» **EXERCISE OBJECTIVE**: Each line from the one containing "target | dense foliage" to the end of the entries below must be restated exactly, and no other line should appear.

» **INFORMATION PROVIDED**:
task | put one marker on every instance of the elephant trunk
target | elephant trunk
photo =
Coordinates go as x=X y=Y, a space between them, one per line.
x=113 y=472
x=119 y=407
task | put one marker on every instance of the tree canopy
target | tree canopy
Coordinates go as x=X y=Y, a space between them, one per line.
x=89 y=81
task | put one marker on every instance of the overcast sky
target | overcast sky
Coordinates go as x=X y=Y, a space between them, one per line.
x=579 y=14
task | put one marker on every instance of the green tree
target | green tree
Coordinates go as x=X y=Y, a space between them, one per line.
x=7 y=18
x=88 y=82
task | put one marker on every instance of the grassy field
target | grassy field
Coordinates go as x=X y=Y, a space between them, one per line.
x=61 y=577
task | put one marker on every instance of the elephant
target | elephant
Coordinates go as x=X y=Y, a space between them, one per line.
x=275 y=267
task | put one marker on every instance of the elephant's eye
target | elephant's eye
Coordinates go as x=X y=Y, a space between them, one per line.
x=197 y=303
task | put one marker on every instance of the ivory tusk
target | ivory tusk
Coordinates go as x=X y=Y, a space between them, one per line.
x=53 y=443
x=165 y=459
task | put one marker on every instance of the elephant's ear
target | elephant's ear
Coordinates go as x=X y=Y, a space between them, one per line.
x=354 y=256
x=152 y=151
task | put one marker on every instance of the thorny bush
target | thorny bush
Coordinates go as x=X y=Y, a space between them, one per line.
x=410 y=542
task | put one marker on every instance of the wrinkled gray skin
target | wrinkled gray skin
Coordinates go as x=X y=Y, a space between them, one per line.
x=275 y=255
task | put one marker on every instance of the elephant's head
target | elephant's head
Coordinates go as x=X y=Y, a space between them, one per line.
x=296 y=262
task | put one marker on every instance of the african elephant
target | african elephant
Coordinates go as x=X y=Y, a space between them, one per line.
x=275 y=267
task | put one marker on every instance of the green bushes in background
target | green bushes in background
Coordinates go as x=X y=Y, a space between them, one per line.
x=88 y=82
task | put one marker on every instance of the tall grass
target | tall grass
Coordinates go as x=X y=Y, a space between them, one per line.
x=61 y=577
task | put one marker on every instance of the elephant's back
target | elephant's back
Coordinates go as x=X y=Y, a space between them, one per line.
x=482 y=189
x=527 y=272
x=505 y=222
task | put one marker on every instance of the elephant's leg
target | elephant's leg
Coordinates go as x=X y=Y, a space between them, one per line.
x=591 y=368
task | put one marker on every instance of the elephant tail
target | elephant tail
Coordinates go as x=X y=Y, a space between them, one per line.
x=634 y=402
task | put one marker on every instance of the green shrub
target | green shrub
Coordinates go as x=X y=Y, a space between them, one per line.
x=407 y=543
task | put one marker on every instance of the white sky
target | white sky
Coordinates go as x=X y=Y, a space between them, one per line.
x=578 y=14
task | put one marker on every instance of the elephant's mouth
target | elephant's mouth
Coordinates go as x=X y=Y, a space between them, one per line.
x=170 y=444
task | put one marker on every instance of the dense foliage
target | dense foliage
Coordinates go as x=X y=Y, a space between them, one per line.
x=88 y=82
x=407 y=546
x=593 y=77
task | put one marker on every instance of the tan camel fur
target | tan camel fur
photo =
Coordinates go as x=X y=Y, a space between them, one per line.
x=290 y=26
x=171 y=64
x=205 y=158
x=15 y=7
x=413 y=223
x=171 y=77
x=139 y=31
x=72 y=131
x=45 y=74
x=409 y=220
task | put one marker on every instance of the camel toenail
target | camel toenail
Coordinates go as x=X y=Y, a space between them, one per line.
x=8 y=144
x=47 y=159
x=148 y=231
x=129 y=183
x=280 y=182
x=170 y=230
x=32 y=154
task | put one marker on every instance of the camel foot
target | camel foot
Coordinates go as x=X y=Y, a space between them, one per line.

» **RESPONSE TO THIS EXERCISE**:
target | dense foliage
Coordinates go as x=X y=Y, a space between them, one per line.
x=88 y=82
x=407 y=546
x=593 y=77
task | put one marker on every instance of the tan camel fur
target | tan camel fur
photo =
Coordinates go as x=X y=Y, a space between them, one per line.
x=290 y=26
x=171 y=64
x=205 y=158
x=15 y=7
x=413 y=223
x=171 y=77
x=139 y=31
x=72 y=131
x=45 y=74
x=409 y=220
task | put one marker on every instance of the camel toenail
target | camel toenail
Coordinates go as x=X y=Y, a space between them, one per line.
x=8 y=144
x=47 y=159
x=148 y=231
x=129 y=183
x=280 y=182
x=170 y=230
x=32 y=154
task | put one marker on every instance of the camel foot
target | camel foot
Coordinates go as x=X y=Y, a space between them, one per line.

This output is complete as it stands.